Implement OpenShift AI integration for chat completion, embeddings, and reranking #136624

Jan-Kazlouski-elastic · 2025-10-15T13:56:43Z

Creation of new OpenShift AI inference provider integration allowing

text_embedding,
completion (both streaming and non-streaming),
chat_completion (only streaming)
rerank

tasks to be executed as part of inference API with openshiftai provider.

Changes were tested locally against next models:

gritlm-7b (text_embedding)
llama-31-8b-instruct (completion and chat_completion)
bge-reranker-v2-m3 (rerank) (return_documents param is defined in API reference but is ignored by the model)

Test results:

EMBEDDINGS

Create Embeddings Endpoint

RQ
{
    "service": "openshift_ai",
    "service_settings": {
        "url": "{{openshift-ai-embeddings-url}}",
        "api_key": "{{openshift-ai-embeddings-token}}",
        "model_id": "gritlm-7b"
    }
}
RS
{
    "inference_id": "openshift-ai-text-embedding",
    "task_type": "text_embedding",
    "service": "openshift_ai",
    "service_settings": {
        "model_id": "gritlm-7b",
        "url": "{{openshift-ai-embeddings-url}}",
        "rate_limit": {
            "requests_per_minute": 3000
        },
        "dimensions": 4096,
        "similarity": "dot_product",
        "dimensions_set_by_user": false
    },
    "chunking_settings": {
        "strategy": "sentence",
        "max_chunk_size": 250,
        "sentence_overlap": 1
    }
}

Create Embeddings Endpoint (404)

----------------

WHAT IS ASKED:
1) From the pull request, reproduce word for word the passage that begins at the words "Jan-Kazlouski-elastic · 2025-10-15T13:56:43Z" and stops after the words "chat_completion (only streaming)".
2) According to the pull request, which model was used to test the rerank task locally?
The entries below were collected from a separate source.

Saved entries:
----------------

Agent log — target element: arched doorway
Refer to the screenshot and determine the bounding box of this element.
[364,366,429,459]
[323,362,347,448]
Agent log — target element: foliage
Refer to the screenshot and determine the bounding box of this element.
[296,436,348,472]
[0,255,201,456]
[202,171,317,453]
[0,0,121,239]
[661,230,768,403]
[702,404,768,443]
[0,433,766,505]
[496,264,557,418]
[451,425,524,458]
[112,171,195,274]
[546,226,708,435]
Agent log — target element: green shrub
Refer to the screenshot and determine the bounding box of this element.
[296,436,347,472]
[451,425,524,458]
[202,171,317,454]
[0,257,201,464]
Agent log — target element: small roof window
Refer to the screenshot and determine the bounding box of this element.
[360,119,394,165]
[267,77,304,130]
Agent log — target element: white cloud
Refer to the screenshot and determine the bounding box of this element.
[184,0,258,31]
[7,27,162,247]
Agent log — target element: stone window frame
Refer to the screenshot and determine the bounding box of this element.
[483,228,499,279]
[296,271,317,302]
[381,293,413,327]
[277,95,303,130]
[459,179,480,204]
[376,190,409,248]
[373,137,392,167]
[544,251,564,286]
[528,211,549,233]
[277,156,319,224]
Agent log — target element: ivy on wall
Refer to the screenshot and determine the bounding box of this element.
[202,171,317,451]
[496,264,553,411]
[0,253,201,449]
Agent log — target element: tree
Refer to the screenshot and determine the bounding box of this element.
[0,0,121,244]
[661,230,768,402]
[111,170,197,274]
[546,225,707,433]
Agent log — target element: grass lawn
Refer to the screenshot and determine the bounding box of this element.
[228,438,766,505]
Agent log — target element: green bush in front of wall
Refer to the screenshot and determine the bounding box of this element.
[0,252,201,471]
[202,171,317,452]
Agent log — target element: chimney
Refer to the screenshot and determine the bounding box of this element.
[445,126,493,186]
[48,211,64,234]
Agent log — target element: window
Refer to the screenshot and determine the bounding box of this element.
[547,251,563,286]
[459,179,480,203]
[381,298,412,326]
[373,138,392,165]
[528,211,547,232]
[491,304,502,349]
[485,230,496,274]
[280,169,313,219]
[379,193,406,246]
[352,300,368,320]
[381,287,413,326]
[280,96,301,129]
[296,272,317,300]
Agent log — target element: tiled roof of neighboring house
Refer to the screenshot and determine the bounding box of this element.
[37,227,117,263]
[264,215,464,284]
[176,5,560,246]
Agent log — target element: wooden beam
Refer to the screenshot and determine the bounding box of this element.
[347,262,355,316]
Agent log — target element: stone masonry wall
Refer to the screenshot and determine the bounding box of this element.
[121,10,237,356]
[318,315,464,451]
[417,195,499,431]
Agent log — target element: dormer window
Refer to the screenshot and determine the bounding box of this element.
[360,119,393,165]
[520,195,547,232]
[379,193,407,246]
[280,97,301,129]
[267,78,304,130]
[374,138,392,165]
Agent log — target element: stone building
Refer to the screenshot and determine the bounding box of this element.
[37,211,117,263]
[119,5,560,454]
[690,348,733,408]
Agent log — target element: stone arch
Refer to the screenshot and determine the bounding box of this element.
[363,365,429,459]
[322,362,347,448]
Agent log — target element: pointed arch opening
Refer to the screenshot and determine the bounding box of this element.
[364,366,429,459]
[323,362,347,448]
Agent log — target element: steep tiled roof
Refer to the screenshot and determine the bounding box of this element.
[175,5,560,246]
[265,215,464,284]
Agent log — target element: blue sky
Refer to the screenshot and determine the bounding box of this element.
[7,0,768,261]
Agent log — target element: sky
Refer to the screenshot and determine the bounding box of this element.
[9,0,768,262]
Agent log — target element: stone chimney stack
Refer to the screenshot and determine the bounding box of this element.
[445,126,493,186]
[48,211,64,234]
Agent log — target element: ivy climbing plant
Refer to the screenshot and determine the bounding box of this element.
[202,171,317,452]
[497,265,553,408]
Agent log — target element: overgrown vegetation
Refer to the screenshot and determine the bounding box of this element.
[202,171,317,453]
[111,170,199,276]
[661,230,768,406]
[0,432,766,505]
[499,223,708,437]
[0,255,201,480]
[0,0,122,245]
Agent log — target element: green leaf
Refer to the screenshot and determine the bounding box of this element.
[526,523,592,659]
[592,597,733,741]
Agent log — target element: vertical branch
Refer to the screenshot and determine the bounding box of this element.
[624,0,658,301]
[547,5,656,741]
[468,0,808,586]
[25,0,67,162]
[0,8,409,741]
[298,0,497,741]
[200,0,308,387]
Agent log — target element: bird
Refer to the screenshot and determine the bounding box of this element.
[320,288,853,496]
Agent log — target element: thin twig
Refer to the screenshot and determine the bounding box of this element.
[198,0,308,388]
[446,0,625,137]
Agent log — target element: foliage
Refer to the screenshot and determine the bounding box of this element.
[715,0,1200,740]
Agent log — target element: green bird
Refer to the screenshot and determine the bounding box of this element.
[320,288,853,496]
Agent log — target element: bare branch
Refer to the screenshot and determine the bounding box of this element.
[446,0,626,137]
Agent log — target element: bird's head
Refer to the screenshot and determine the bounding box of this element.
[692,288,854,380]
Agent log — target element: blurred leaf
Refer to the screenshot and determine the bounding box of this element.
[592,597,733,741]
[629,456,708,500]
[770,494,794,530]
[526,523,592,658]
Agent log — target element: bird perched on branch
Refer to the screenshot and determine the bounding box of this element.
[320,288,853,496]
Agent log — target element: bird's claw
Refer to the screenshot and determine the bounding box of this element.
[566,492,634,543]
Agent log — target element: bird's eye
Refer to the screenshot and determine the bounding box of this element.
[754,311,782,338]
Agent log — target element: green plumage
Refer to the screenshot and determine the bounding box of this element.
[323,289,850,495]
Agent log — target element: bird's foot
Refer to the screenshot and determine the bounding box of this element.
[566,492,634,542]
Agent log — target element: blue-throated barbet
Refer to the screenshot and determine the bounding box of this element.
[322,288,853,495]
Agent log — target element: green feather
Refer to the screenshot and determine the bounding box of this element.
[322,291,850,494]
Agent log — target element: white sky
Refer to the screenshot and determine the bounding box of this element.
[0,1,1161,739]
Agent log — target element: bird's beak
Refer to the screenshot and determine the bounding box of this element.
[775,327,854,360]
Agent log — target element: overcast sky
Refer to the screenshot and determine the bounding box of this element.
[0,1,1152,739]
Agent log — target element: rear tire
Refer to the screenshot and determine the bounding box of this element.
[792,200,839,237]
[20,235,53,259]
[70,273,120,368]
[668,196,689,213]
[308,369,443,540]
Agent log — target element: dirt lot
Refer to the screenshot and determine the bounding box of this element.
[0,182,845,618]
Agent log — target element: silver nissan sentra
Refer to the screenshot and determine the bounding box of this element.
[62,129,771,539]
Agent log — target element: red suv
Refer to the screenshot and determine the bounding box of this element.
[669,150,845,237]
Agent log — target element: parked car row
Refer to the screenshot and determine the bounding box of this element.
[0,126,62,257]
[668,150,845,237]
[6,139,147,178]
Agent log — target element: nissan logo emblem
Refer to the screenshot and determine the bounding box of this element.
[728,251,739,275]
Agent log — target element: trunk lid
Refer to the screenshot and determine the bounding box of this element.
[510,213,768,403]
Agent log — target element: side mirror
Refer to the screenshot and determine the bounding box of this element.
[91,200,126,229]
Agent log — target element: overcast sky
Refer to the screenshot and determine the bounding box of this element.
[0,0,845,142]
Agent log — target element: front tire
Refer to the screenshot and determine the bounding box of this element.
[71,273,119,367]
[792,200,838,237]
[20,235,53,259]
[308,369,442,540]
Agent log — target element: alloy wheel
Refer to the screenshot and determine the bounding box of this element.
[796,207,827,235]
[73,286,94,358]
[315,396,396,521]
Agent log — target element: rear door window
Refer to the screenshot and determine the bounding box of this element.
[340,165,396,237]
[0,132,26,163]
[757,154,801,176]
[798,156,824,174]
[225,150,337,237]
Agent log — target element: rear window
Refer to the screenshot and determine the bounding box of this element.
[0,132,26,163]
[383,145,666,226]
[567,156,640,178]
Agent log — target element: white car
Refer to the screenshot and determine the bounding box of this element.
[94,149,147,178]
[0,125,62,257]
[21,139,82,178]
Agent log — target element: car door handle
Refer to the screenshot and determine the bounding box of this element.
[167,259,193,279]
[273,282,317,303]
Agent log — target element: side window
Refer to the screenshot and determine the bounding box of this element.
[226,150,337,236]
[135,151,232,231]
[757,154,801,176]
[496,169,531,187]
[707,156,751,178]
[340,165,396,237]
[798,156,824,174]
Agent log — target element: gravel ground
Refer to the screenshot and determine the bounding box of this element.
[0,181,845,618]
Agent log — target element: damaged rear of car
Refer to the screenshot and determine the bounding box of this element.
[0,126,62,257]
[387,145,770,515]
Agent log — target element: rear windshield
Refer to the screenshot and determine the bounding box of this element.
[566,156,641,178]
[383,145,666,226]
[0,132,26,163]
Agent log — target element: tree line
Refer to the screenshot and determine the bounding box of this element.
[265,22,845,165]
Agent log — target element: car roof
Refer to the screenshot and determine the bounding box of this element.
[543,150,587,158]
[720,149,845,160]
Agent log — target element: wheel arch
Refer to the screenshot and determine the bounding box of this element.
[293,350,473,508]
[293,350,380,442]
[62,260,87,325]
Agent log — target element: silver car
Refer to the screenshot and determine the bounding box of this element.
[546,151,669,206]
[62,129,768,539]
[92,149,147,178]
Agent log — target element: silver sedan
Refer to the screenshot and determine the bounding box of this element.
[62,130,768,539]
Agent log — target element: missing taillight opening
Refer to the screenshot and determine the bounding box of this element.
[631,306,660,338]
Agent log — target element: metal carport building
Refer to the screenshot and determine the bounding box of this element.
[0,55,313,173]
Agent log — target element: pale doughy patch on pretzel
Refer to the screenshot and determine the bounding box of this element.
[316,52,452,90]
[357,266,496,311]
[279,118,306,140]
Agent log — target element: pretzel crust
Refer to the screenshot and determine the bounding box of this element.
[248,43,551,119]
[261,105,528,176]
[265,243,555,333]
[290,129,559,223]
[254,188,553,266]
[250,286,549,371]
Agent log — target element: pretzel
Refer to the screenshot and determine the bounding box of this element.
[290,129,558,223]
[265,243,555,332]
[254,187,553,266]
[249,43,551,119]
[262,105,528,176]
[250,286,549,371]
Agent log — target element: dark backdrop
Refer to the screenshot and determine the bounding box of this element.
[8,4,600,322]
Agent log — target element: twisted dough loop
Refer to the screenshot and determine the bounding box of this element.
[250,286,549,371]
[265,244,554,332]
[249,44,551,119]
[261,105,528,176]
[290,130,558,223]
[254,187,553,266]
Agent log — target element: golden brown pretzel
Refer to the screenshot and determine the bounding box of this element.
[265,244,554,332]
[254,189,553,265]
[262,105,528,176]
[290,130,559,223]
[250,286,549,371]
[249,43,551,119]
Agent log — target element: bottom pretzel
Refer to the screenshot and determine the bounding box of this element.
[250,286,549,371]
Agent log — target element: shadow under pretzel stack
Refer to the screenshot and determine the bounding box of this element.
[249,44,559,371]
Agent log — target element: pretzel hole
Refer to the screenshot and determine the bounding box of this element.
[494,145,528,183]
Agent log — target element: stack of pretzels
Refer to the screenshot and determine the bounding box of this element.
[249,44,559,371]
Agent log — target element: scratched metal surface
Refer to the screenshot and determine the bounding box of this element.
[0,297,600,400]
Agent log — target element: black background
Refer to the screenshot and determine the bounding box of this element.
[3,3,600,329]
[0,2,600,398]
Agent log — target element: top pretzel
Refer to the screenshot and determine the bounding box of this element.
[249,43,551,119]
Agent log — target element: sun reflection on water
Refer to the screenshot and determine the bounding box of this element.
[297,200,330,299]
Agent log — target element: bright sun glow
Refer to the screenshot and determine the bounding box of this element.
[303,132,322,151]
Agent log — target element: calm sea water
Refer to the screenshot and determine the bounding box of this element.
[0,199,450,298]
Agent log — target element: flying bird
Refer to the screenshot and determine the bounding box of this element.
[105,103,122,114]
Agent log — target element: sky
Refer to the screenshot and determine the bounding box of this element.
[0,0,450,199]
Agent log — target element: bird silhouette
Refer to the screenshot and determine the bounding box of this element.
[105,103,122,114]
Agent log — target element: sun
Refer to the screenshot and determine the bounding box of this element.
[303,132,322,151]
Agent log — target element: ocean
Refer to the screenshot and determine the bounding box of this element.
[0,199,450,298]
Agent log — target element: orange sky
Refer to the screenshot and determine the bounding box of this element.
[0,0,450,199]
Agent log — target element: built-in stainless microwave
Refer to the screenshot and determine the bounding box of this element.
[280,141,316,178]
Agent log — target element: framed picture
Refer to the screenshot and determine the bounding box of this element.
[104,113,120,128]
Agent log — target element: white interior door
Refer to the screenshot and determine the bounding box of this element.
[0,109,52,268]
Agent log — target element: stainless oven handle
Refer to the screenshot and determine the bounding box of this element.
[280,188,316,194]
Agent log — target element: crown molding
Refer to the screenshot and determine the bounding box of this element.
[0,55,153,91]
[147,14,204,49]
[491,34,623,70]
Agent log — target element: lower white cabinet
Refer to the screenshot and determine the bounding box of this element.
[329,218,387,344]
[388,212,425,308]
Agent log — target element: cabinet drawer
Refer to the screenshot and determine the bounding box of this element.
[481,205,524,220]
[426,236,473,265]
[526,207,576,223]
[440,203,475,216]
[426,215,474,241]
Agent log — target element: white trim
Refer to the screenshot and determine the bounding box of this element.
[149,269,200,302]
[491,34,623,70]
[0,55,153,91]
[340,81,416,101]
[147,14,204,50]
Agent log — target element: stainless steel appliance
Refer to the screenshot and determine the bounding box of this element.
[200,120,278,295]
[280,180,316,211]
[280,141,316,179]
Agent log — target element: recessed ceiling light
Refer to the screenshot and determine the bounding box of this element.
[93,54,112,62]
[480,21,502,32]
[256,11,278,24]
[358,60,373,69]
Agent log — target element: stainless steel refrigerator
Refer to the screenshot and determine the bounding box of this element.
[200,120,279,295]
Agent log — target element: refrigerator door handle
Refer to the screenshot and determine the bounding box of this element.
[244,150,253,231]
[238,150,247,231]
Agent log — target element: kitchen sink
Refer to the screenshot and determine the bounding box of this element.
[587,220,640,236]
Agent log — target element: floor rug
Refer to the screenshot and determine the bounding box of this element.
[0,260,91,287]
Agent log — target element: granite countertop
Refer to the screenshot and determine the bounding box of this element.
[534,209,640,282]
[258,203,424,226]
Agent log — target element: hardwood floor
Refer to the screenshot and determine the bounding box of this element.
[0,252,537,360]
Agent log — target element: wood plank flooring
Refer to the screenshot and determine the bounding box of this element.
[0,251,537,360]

----------------

FINAL RESULTS:
1)
Jan-Kazlouski-elastic · 2025-10-15T13:56:43Z

Creation of new OpenShift AI inference provider integration allowing

text_embedding,
completion (both streaming and non-streaming),
chat_completion (only streaming)

2) bge-reranker-v2-m3